__AIM__. Copy the entries below without changes, starting with the line that contains "Shelf-audit tagging: for every instance of the dark" and going on through the line that contains "x=307, y=218".

__SUPPLIED DATA__.
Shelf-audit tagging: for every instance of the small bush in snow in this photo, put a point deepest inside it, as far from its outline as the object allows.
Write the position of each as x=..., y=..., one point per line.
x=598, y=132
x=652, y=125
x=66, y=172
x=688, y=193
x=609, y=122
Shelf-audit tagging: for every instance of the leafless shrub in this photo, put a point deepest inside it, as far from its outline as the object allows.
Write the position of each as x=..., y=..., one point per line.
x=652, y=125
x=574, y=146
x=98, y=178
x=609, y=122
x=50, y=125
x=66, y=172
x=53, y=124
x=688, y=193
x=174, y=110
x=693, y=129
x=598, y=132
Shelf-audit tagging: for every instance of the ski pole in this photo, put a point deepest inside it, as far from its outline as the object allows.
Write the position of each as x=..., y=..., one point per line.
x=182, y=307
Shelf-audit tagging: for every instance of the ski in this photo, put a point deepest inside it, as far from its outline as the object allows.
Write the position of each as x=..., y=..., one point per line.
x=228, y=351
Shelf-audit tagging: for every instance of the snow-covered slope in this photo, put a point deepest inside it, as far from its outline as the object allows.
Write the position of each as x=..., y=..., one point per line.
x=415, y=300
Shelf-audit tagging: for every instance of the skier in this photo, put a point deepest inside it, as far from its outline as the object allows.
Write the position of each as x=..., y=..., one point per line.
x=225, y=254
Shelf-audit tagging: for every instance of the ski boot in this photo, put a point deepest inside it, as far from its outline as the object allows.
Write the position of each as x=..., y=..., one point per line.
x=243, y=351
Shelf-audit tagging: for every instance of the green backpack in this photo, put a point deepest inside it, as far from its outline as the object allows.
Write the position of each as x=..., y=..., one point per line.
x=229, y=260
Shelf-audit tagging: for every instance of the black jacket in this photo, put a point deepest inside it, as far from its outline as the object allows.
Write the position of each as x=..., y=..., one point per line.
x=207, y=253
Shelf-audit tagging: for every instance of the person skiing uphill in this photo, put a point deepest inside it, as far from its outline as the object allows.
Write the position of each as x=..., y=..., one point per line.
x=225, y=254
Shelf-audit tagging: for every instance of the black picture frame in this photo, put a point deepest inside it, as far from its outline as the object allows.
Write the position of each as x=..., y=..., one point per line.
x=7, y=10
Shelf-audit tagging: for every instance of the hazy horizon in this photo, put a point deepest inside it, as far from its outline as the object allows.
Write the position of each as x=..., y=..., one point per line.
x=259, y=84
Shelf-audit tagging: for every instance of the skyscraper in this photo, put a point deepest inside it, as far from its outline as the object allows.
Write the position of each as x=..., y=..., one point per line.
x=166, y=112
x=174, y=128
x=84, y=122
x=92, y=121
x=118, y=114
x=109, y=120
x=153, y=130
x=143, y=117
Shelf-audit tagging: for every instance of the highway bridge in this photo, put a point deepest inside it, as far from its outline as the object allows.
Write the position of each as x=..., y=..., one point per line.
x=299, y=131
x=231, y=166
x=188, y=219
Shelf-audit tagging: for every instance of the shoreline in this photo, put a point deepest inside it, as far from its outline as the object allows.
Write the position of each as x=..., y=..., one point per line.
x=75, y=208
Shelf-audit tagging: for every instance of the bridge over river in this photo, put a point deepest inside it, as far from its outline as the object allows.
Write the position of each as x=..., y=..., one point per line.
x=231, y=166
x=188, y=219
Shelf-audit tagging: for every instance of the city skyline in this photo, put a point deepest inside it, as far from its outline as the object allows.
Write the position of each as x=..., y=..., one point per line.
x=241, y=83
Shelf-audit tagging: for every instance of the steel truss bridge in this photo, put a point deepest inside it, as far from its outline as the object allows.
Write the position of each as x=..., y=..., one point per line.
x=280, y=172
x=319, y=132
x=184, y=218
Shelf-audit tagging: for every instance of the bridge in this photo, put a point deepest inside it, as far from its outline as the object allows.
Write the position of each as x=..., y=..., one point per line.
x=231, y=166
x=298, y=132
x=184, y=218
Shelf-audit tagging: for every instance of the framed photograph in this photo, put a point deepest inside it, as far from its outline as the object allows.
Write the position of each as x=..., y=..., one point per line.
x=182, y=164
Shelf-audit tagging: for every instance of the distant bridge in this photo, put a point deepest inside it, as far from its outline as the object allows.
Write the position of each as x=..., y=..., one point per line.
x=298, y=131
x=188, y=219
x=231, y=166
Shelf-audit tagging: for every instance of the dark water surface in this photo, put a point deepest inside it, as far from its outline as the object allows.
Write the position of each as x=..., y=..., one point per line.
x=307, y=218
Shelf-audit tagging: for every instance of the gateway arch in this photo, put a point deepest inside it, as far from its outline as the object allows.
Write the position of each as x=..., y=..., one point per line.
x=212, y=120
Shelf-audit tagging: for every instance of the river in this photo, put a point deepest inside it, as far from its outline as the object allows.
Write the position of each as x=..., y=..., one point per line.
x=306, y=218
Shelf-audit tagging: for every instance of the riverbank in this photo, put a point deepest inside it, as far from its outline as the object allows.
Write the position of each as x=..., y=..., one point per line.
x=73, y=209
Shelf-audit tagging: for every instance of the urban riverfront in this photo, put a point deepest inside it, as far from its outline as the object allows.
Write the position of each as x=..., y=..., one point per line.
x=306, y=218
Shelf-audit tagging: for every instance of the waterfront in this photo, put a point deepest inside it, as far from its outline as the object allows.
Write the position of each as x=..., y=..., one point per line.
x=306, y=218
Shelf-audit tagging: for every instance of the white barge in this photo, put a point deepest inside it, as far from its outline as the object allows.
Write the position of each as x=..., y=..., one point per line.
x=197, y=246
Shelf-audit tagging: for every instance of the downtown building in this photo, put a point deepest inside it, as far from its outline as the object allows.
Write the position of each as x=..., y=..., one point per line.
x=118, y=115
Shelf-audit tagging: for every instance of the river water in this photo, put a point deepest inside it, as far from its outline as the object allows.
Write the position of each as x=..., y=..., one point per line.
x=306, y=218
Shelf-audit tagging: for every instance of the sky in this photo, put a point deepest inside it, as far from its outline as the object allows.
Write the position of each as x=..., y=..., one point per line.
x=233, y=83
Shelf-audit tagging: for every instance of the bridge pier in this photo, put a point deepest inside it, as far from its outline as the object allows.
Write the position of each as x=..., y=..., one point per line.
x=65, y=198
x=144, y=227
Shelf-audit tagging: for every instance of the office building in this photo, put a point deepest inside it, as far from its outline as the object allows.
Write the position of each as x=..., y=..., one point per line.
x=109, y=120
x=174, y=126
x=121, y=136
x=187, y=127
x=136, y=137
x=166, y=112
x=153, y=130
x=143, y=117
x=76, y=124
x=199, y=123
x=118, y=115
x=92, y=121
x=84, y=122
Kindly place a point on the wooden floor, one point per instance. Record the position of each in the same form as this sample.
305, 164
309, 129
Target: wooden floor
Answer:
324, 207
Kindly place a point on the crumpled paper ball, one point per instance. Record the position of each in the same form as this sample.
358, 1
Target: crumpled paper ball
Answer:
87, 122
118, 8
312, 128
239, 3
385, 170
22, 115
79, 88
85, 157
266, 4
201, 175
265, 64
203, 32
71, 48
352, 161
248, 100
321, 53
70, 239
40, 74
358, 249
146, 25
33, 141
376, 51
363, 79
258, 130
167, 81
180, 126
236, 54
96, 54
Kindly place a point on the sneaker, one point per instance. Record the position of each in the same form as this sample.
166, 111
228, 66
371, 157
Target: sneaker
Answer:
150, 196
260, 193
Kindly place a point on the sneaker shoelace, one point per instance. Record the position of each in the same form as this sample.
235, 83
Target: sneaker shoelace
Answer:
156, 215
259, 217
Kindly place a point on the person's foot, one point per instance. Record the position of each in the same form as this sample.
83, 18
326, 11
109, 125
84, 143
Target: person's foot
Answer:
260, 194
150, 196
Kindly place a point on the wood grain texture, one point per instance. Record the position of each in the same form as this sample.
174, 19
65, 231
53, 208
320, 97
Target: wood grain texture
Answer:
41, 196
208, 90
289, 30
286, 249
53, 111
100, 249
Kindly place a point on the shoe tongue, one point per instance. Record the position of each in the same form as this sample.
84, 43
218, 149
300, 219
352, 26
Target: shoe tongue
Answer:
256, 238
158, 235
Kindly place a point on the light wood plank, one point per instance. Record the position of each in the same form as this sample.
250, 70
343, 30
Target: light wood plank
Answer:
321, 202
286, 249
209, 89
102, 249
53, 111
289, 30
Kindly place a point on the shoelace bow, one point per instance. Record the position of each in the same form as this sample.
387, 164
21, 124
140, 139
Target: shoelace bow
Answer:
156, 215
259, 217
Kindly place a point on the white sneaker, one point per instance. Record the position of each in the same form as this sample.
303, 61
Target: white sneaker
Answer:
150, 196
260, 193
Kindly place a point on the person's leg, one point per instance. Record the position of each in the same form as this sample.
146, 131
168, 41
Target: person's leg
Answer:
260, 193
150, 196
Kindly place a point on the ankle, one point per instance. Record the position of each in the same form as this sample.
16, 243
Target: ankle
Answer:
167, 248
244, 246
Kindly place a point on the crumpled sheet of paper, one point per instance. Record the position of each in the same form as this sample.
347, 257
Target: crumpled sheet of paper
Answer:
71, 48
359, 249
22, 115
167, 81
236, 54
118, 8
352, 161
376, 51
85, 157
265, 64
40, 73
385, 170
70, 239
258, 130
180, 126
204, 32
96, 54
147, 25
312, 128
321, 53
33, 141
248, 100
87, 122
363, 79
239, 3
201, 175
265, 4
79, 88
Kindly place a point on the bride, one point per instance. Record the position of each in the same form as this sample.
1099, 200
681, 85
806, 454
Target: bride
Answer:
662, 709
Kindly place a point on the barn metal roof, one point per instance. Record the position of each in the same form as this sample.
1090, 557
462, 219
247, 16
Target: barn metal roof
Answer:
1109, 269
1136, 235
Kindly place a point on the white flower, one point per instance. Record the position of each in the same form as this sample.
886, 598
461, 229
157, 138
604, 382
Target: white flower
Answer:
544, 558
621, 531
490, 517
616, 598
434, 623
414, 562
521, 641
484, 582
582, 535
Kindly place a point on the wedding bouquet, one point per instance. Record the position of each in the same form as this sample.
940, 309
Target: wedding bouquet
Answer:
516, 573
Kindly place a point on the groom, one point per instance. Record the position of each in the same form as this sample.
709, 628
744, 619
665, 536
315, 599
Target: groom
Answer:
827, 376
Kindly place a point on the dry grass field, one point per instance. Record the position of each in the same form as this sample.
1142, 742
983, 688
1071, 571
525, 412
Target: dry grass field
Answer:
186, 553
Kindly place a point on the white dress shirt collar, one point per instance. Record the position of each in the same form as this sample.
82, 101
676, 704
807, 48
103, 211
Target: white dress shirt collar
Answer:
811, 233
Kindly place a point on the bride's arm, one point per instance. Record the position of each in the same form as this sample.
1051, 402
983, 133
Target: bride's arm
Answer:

__TASK ANSWER__.
Shelf-audit tagging: for every instance of the dark water surface in this photo, put a point deepest inside it, as far from its outline as the object allows.
Write the position of each as x=..., y=..., one point per line.
x=307, y=218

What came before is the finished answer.